• Stored records:
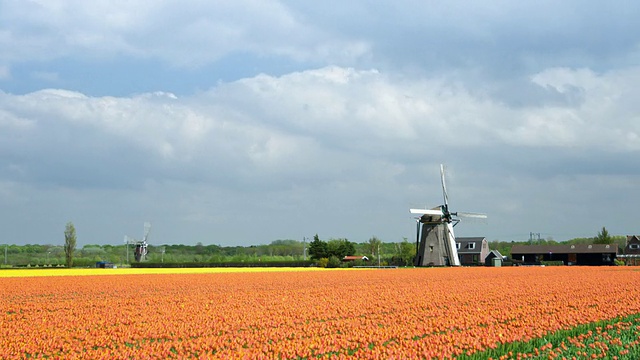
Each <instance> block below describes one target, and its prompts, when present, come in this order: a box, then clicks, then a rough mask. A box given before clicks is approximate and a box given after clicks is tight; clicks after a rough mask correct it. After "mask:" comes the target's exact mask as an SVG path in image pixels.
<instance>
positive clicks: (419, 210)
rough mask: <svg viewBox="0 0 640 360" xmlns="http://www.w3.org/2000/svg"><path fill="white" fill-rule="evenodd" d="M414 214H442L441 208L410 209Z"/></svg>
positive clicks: (431, 214)
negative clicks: (434, 208)
mask: <svg viewBox="0 0 640 360" xmlns="http://www.w3.org/2000/svg"><path fill="white" fill-rule="evenodd" d="M409 211H410V212H411V213H412V214H419V215H439V216H442V210H441V209H409Z"/></svg>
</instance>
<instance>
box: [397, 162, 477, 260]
mask: <svg viewBox="0 0 640 360" xmlns="http://www.w3.org/2000/svg"><path fill="white" fill-rule="evenodd" d="M440 181H441V184H442V197H443V201H444V204H443V205H441V206H439V207H436V208H433V209H410V210H409V211H410V213H411V214H418V215H421V217H420V218H419V220H418V228H417V230H416V232H417V234H416V258H415V262H414V264H415V265H416V266H460V258H459V256H458V249H457V246H456V237H455V234H454V232H453V227H454V226H455V225H456V224H458V222H459V221H460V219H459V217H471V218H474V217H475V218H486V217H487V216H486V215H485V214H480V213H462V212H461V213H454V212H451V211H449V194H448V193H447V185H446V181H445V171H444V165H442V164H441V165H440Z"/></svg>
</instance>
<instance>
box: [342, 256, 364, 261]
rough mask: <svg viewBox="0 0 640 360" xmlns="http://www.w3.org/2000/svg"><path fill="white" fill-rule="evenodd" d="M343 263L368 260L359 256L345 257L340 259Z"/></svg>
mask: <svg viewBox="0 0 640 360" xmlns="http://www.w3.org/2000/svg"><path fill="white" fill-rule="evenodd" d="M342 260H343V261H353V260H365V261H367V260H369V258H368V257H366V256H361V255H347V256H345V257H343V258H342Z"/></svg>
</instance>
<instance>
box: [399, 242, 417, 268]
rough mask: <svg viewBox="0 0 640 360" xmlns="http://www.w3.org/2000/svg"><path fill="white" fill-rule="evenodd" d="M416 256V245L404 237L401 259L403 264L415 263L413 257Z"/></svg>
mask: <svg viewBox="0 0 640 360" xmlns="http://www.w3.org/2000/svg"><path fill="white" fill-rule="evenodd" d="M415 256H416V247H415V246H414V245H413V244H412V243H410V242H409V241H408V240H407V238H403V239H402V242H401V243H400V259H402V262H403V265H405V266H407V265H411V264H413V258H414V257H415Z"/></svg>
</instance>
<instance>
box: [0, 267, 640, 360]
mask: <svg viewBox="0 0 640 360" xmlns="http://www.w3.org/2000/svg"><path fill="white" fill-rule="evenodd" d="M638 270H640V269H638V268H635V267H545V268H524V267H521V268H506V267H505V268H427V269H385V270H377V269H367V270H328V269H327V270H315V271H297V270H290V271H283V270H275V271H274V270H273V269H272V270H270V271H256V270H253V271H242V270H229V269H223V270H222V271H219V270H218V269H193V270H178V271H176V270H164V269H161V270H154V271H138V272H143V273H135V272H136V270H133V269H113V270H111V269H109V270H107V269H92V270H57V269H51V270H29V271H23V272H19V271H15V270H0V293H1V294H2V296H1V298H0V316H1V317H0V319H1V322H0V339H2V340H1V343H0V358H2V359H22V358H65V359H72V358H91V359H123V358H126V359H146V358H221V359H229V358H247V359H255V358H265V359H278V358H280V359H315V358H347V357H350V358H353V357H355V358H364V359H381V358H384V359H391V358H393V359H419V358H426V359H429V358H438V359H440V358H471V359H474V358H477V359H486V358H491V357H493V358H545V359H547V358H558V359H562V358H569V359H570V358H572V357H577V358H584V357H599V358H607V359H613V358H618V359H637V358H638V355H640V354H639V352H638V339H639V338H640V335H639V330H638V327H639V326H640V324H639V321H638V319H637V318H638V314H640V287H639V286H638V284H640V271H638ZM176 272H179V273H176ZM45 275H46V276H45Z"/></svg>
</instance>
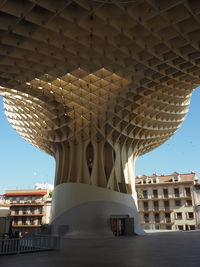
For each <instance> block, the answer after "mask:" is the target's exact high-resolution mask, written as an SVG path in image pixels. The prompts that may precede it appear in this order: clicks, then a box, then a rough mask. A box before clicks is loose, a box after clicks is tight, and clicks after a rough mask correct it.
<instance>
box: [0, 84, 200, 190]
mask: <svg viewBox="0 0 200 267" xmlns="http://www.w3.org/2000/svg"><path fill="white" fill-rule="evenodd" d="M2 103H3V101H2V98H1V97H0V194H2V193H3V192H4V190H6V189H30V188H33V186H34V184H35V183H44V182H47V183H52V184H53V183H54V172H55V161H54V159H53V157H51V156H49V155H47V154H45V153H44V152H41V151H40V150H39V149H37V148H35V147H33V146H32V145H31V144H29V143H28V142H26V141H25V140H24V139H23V138H22V137H20V136H19V135H18V134H17V133H16V132H15V131H14V130H13V129H12V127H11V126H10V124H9V123H8V121H7V120H6V118H5V116H4V113H3V104H2ZM174 171H176V172H179V173H186V172H191V171H194V172H196V173H197V175H198V176H199V174H200V88H197V89H196V91H195V92H194V93H193V96H192V101H191V105H190V110H189V113H188V115H187V117H186V120H185V121H184V123H183V125H182V126H181V128H180V129H179V130H178V132H177V133H176V134H175V135H174V136H173V137H172V138H170V139H169V140H168V141H167V142H166V143H164V144H163V145H161V146H160V147H159V148H157V149H155V150H153V151H152V152H150V153H148V154H145V155H144V156H141V157H140V158H138V159H137V161H136V170H135V173H136V175H141V174H146V175H150V174H152V173H154V172H156V173H157V174H170V173H172V172H174ZM199 177H200V176H199Z"/></svg>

• TO DO: Strip the images and reproduce the remaining records precisely.

• SOLVED PROBLEM:
Each <instance> block below describes one target, and its prompts, when present, come in this order: a box, then clicks, then a rough mask. A box given before clicks is approximate and a box given after clicks is tight; clicks after a rough mask correct it. After "mask:" comes the target's exact mask as an SVG path in image pixels.
<instance>
positive clicks: (419, 210)
rough mask: <svg viewBox="0 0 640 360" xmlns="http://www.w3.org/2000/svg"><path fill="white" fill-rule="evenodd" d="M414 214H442L441 208L410 209Z"/></svg>
positive clicks: (431, 214)
negative clicks: (434, 208)
mask: <svg viewBox="0 0 640 360" xmlns="http://www.w3.org/2000/svg"><path fill="white" fill-rule="evenodd" d="M409 211H410V212H411V213H412V214H419V215H439V216H442V210H441V209H409Z"/></svg>
</instance>
<instance>
box: [397, 162, 477, 260]
mask: <svg viewBox="0 0 640 360" xmlns="http://www.w3.org/2000/svg"><path fill="white" fill-rule="evenodd" d="M440 181H441V184H442V197H443V201H444V204H443V205H441V206H439V207H436V208H433V209H410V210H409V211H410V213H411V214H418V215H421V217H420V218H419V220H418V228H417V230H416V232H417V234H416V258H415V262H414V264H415V265H416V266H460V258H459V256H458V249H457V246H456V237H455V234H454V232H453V227H454V226H455V225H456V224H458V222H459V221H460V219H459V217H471V218H474V217H475V218H486V217H487V216H486V215H485V214H480V213H462V212H461V213H454V212H451V211H449V194H448V193H447V185H446V181H445V171H444V165H442V164H441V165H440Z"/></svg>
</instance>
<instance>
box: [342, 256, 364, 261]
rough mask: <svg viewBox="0 0 640 360" xmlns="http://www.w3.org/2000/svg"><path fill="white" fill-rule="evenodd" d="M343 263L368 260L359 256L345 257L340 259Z"/></svg>
mask: <svg viewBox="0 0 640 360" xmlns="http://www.w3.org/2000/svg"><path fill="white" fill-rule="evenodd" d="M342 260H343V261H353V260H365V261H367V260H369V258H368V257H366V256H361V255H347V256H345V257H343V258H342Z"/></svg>
</instance>
<instance>
box: [399, 242, 417, 268]
rough mask: <svg viewBox="0 0 640 360" xmlns="http://www.w3.org/2000/svg"><path fill="white" fill-rule="evenodd" d="M416 256V245L404 237L401 259L403 264L415 263L413 257Z"/></svg>
mask: <svg viewBox="0 0 640 360" xmlns="http://www.w3.org/2000/svg"><path fill="white" fill-rule="evenodd" d="M415 256H416V247H415V246H414V245H413V244H412V243H410V242H409V241H408V240H407V238H403V239H402V242H401V243H400V259H402V262H403V265H405V266H407V265H411V264H413V258H414V257H415Z"/></svg>
</instance>
<instance>
box: [0, 267, 640, 360]
mask: <svg viewBox="0 0 640 360" xmlns="http://www.w3.org/2000/svg"><path fill="white" fill-rule="evenodd" d="M638 270H640V269H638V268H635V267H545V268H524V267H521V268H506V267H505V268H427V269H385V270H377V269H367V270H328V269H327V270H315V271H297V270H290V271H283V270H275V271H274V270H273V269H272V270H270V271H256V270H253V271H242V270H229V269H223V270H222V271H219V270H218V269H193V270H178V271H176V270H164V269H161V270H154V271H138V272H143V273H135V272H136V270H133V269H113V270H111V269H109V270H107V269H92V270H57V269H51V270H29V271H23V272H19V271H15V270H0V293H1V294H2V296H1V298H0V316H1V317H0V319H1V322H0V339H2V340H1V343H0V358H2V359H22V358H65V359H72V358H91V359H123V358H126V359H146V358H221V359H229V358H247V359H255V358H265V359H278V358H280V359H315V358H347V357H350V358H353V357H355V358H364V359H381V358H384V359H391V358H393V359H419V358H426V359H429V358H438V359H440V358H471V359H474V358H477V359H486V358H491V357H493V358H545V359H547V358H558V359H562V358H569V359H570V358H572V357H577V358H584V357H599V358H607V359H613V358H618V359H637V358H638V355H640V354H639V352H638V339H639V338H640V335H639V330H638V327H639V326H640V324H639V321H638V319H637V318H638V314H640V287H639V286H638V284H640V271H638ZM176 272H179V273H176ZM45 275H46V276H45Z"/></svg>
</instance>
For each <instance> block, the answer after "mask:" is the target's exact high-resolution mask, written as an SVG path in image pixels. The prompts that may precede it appear in this order: clicks, then a box, then a rough mask. A box before clicks is loose, a box after clicks is tight, and clicks after a rough mask correct it.
<instance>
box: [0, 84, 200, 190]
mask: <svg viewBox="0 0 200 267" xmlns="http://www.w3.org/2000/svg"><path fill="white" fill-rule="evenodd" d="M2 103H3V101H2V98H1V97H0V194H2V193H3V192H4V190H6V189H30V188H33V186H34V184H35V183H44V182H47V183H52V184H53V183H54V172H55V161H54V159H53V157H51V156H49V155H47V154H45V153H44V152H41V151H40V150H39V149H37V148H35V147H33V146H32V145H31V144H29V143H28V142H26V141H25V140H24V139H23V138H22V137H20V136H19V135H18V134H17V133H16V132H15V131H14V130H13V129H12V127H11V126H10V124H9V123H8V121H7V120H6V118H5V116H4V113H3V104H2ZM174 171H176V172H179V173H186V172H191V171H194V172H196V173H197V175H198V176H199V174H200V88H197V89H196V91H195V92H194V93H193V96H192V101H191V105H190V110H189V113H188V115H187V117H186V120H185V121H184V123H183V125H182V126H181V128H180V129H179V130H178V132H177V133H176V134H175V135H174V136H173V137H172V138H170V139H169V140H168V141H167V142H166V143H164V144H163V145H161V146H160V147H159V148H157V149H155V150H153V151H152V152H150V153H148V154H145V155H144V156H141V157H140V158H138V159H137V161H136V170H135V173H136V175H141V174H146V175H150V174H152V173H154V172H156V173H157V174H170V173H172V172H174ZM199 177H200V176H199Z"/></svg>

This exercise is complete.